Erdogan forderte erneut eine Flugverbotszone in Syrien. Gemäßigte Kämpfer der Opposition müssten gestärkt werden. Diese Forderungen richten sich allerdings kaum gegen den IS, der keine Luftwaffe besitzt, sondern eher gegen die - vom IS bekämpfte - syrische Regierung von Präsident Baschar al-Assad.
IS-Kämpfer haben offenbar mindestens drei Stadtteile eingenommen
Zuvor hatten IS-Kämpfer laut syrischen und kurdischen Aktivisten mindestens drei östliche Stadtteile von Kobane eingenommen. Sollten die Dschihadisten die ganze Stadt erobern, hätten sie einen langen, durchgängigen Grenzstreifen zum Nato-Land Türkei unter Kontrolle. Die im syrischen Bürgerkrieg stark gewordene Terrormiliz beherrscht bereits weite Landstriche in Syrien und im Irak.
Das türkische Parlament hatte der Regierung in Ankara am Donnerstag das Mandat erteilt, militärisch gegen Terrorgruppen in Syrien und im Irak vorzugehen. Das richtet sich nicht ausdrücklich gegen den IS, sondern auch gegen kurdische Gruppen wie die PKK, die von der Türkei als terroristisch eingestuft werden. Bislang griffen die an der Grenze stationierten türkischen Truppen nicht in die Kämpfe ein.
185.000 Menschen flohen in die Türkei
Der Organisator der Verteidigung von Kobane, Ismet Hassan, sagte der dpa, nur wenige Zivilisten seien in Kobane (arabisch: Ain al-Arab) geblieben. Die Kurden hätten mehrere Geländewagen mit aufmontierten Maschinengewehren erbeutet. Nach Angaben der syrischen Menschenrechtsbeobachter wurden seit Beginn der IS-Offensive vor drei Wochen mehr als 400 Menschen getötet - zumeist Kämpfer beider Seiten.
Kobane ist die letzte Bastion in einer Enklave, die bisher von den kurdischen Volksschutzeinheiten kontrolliert wurde. IS-Dschihadisten haben dort seit September mehr als 300 Dörfer eingenommen, 185.000 Menschen flohen in die Türkei.
Der UN-Syrienvermittler Staffan de Mistura rief die Weltgemeinschaft zur Hilfe bei der Verteidigung Kobanes auf. "Wir alle werden es zutiefst bereuen, wenn der IS in der Lage ist, eine Stadt zu übernehmen, die sich selbst mit so viel Tapferkeit verteidigt hat, das aber bald nicht mehr kann. Wir müssen jetzt handeln", sagte de Mistura laut Mitteilung der Vereinten Nationen in Genf.

ANGEZEIGTE DATEN
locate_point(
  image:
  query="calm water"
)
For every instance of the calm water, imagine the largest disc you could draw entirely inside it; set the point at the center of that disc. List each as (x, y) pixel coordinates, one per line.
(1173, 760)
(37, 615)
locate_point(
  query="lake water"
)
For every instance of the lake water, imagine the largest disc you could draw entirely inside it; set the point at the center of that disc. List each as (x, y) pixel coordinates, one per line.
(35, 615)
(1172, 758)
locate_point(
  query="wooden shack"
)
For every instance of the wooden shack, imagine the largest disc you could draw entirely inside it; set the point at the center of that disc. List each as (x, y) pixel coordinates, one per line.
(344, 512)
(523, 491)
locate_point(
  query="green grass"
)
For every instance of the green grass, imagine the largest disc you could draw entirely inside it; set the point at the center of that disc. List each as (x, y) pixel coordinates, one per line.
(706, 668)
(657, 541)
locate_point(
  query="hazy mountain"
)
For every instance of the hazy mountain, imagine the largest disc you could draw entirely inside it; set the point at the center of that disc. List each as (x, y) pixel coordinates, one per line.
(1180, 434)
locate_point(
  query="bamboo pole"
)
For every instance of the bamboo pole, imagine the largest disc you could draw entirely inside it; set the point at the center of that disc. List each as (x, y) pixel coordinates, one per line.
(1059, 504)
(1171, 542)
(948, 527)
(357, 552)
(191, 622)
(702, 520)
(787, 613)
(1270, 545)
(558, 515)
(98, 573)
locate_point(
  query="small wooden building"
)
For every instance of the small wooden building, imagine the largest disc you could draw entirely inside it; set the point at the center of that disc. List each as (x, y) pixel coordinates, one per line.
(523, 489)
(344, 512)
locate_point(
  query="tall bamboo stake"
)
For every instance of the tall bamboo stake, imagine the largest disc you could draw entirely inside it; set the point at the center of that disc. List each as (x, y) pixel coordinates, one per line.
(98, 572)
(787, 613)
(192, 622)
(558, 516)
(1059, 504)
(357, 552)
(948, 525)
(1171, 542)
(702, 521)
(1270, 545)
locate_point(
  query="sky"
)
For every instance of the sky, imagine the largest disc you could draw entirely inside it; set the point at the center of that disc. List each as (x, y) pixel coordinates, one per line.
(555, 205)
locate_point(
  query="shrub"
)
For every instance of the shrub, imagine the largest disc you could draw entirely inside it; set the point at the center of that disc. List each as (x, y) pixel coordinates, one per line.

AUFGABENSTELLUNG 1
Wie viele Dörfer haben IS-Dschihadisten laut dem Text über Kobane seit September eingenommen?
AUFGABENSTELLUNG 2
Führen Sie den Text über die Kämpfe um Kobane im Anschluss an seinen letzten Satz weiter.
Die Daten stehen für sich und gehören nicht zum Text über Kobane.

ANTWORT 1
Mehr als 300 Dörfer.

ANTWORT 2
Tausende demonstrierten in Europa
Derweil wurden ein Franziskaner-Pater und mehrere Christen einer Gemeinde in Syrien von der radikal-islamischen Al-Nusra-Front entführt. Die Kustodie Heiliges Land berichtete am Dienstag auf ihrer Website, die Al-Kaida-nahen Kämpfer hätten Pater Hanna Dschalluf und die anderen Männer am Sonntag aus der Ortschaft Kunaja verschleppt. Nonnen aus dem Ordenshaus hätten bei Dorfbewohnern Schutz gesucht.
Angesichts der verzweifelten Lage in Kobane gingen in Europa Tausende Menschen auf die Straßen. In einigen Städten verschafften sich kurdische Demonstranten und ihre Unterstützer Zutritt zu öffentlichen Gebäuden wie Funkhäusern oder Parlamenten. Protestaktionen gab es unter anderem in Den Haag, Brüssel, Paris, Straßburg, Basel und Wien sowie in Berlin, Hamburg, Bremen, Hannover, Düsseldorf, Dortmund, Münster, Frankfurt/Main und Stuttgart. Manche Protestierer trugen Fahnen linksextremistischer Organisationen und Bilder des in der Türkei inhaftierten früheren PKK-Chefs Abdullah Öcalan.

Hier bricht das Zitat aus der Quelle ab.